§ EXERCISE AIM
Copy the entries character for character.

§ INPUT RECORDS

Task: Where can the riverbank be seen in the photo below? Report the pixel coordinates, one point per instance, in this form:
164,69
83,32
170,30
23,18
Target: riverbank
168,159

§ RESULT OF THIS EXERCISE
Task: Where can the riverbank be seen in the photo below? Report the pixel coordinates, one point per instance, in this form:
164,69
83,32
170,30
23,18
Target: riverbank
168,159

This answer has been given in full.